SUPPLIED TEXT:
┄┄┄┄┄┄┄┄┄┄
Tuple Spaces – Good Ideas Don't Always Win (2011)

nostrademons · on July 29, 2018

The CTO at my first job out of college was the chief architect for JavaSpaces. I think we'd used it in an early version of the product but had migrated away from it by the time I joined full-time.

Aside from the fairness issues that other commenters mention, tuple-spaces work at an awkward level of abstraction. You can easily implement many other distributed concurrency models with them - semaphores, message queues, producer/consumer channels, broadcasts, even MVCC and transactions - but oftentimes, in the application it's more natural to just use the more specific abstractions. For example, you could implement a message queue by putting tuples of [type tag, sequence number, ...data] in and taking out the next message of a given type - but usually you'd want guarantees that there are no name collisions among type tags, and that sequence numbers are never skipped, and a mechanism to resend missing messages if for whatever reason they aren't produced correctly. At that point you'd rather just use golang-style channels or a real message queue library rather than roll that on top of the tuple-space.

There are relatively few problem domains I can think of that map directly to a tuple-space, without building some other concurrency abstraction on top of it. Dependency graphs and workflows, perhaps, but there are other libraries to handle that specific problem which also handle things like tracing, debugging, and error correction.

ralphc · on July 29, 2018

Early to mid 2000's a product I worked on had a messaging abstraction that you could use JMS, MQSeries, MSMQ, etc. We tried, really tried, to use JavaSpaces but it had no FIFO guarantee. You could theoretically add and get tuples and one could stay in the space for days. A non-starter for that.
┄┄┄┄┄┄┄┄┄┄
DATASET EXCERPTS:
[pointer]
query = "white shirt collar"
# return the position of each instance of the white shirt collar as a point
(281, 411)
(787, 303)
┄┄┄┄┄┄┄┄┄┄
WHAT THE TASK REQUIRES: Quote the tuple spaces thread word for word, starting at "The CTO at my" and ending at "I joined full-time.". Rely only on the tuple spaces thread.

ANSWER AREA:
The CTO at my first job out of college was the chief architect for JavaSpaces. I think we'd used it in an early version of the product but had migrated away from it by the time I joined full-time.